[Data records]
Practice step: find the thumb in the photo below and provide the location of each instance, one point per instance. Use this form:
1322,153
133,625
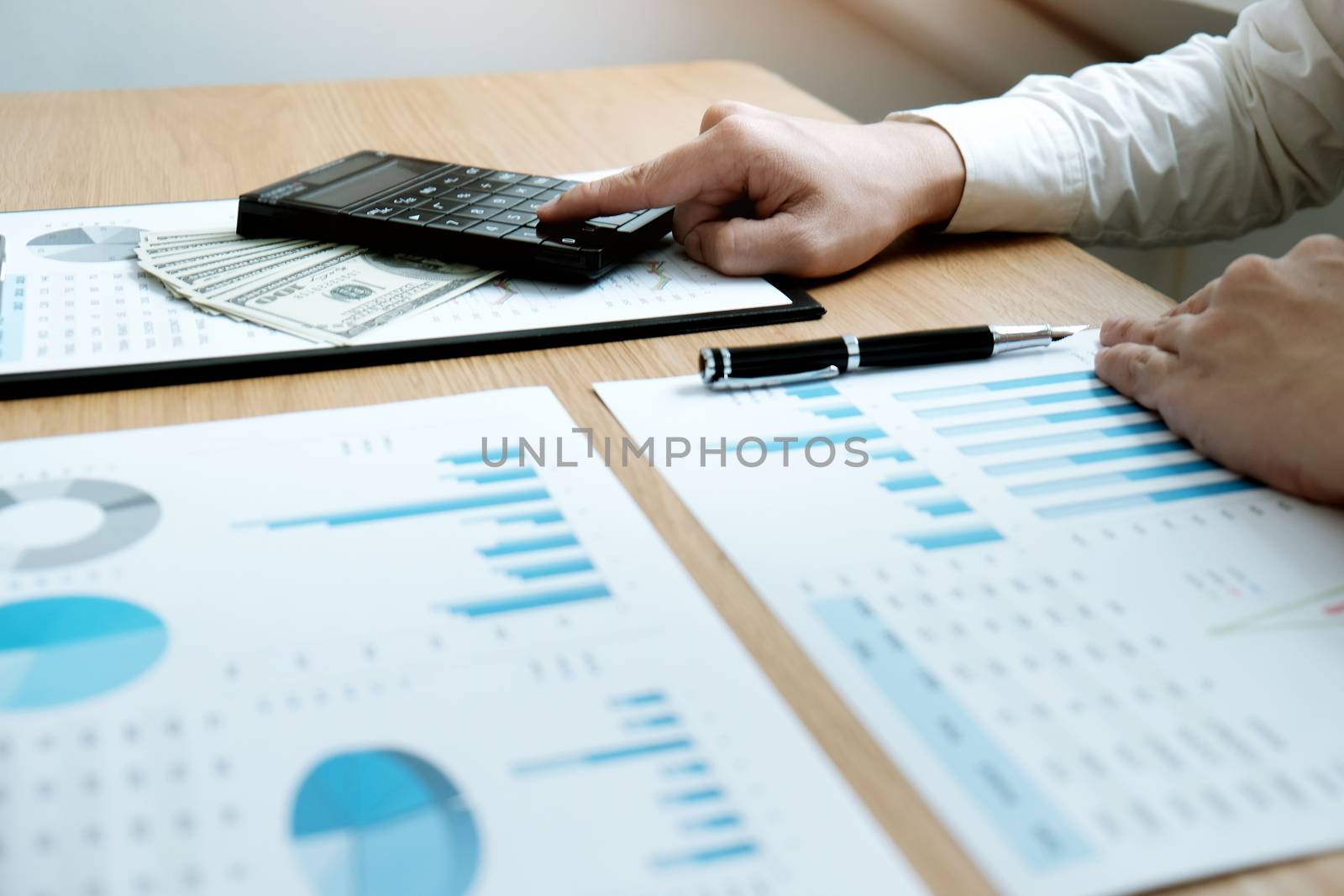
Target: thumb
672,177
743,246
[/Data records]
The reply must match the records exactly, apart from the pictures, which are left out.

Exercise response -
Practice step: find the thumb in the photo below and provide the location of each instance, one point per instance. Use this form:
1322,153
133,625
Target: thumb
672,177
743,246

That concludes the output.